* _What you will do_:
Turn the listing below into a numbered list, leaving out any blank lines.

[Listed records start]

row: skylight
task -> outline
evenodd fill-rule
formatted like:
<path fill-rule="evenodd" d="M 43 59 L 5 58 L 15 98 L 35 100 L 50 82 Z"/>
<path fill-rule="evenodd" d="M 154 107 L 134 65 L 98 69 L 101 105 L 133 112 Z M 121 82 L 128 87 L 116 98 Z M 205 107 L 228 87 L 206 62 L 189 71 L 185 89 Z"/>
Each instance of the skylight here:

[Listed records end]

* _Right answer_:
1. row: skylight
2. task -> outline
3. evenodd fill-rule
4. formatted like:
5. <path fill-rule="evenodd" d="M 43 59 L 5 58 L 15 98 L 35 100 L 50 82 Z"/>
6. <path fill-rule="evenodd" d="M 154 107 L 134 65 L 98 69 L 101 105 L 133 112 Z M 121 82 L 128 87 L 116 98 Z M 205 107 L 228 87 L 206 62 L 189 71 L 185 89 Z"/>
7. Each instance of the skylight here:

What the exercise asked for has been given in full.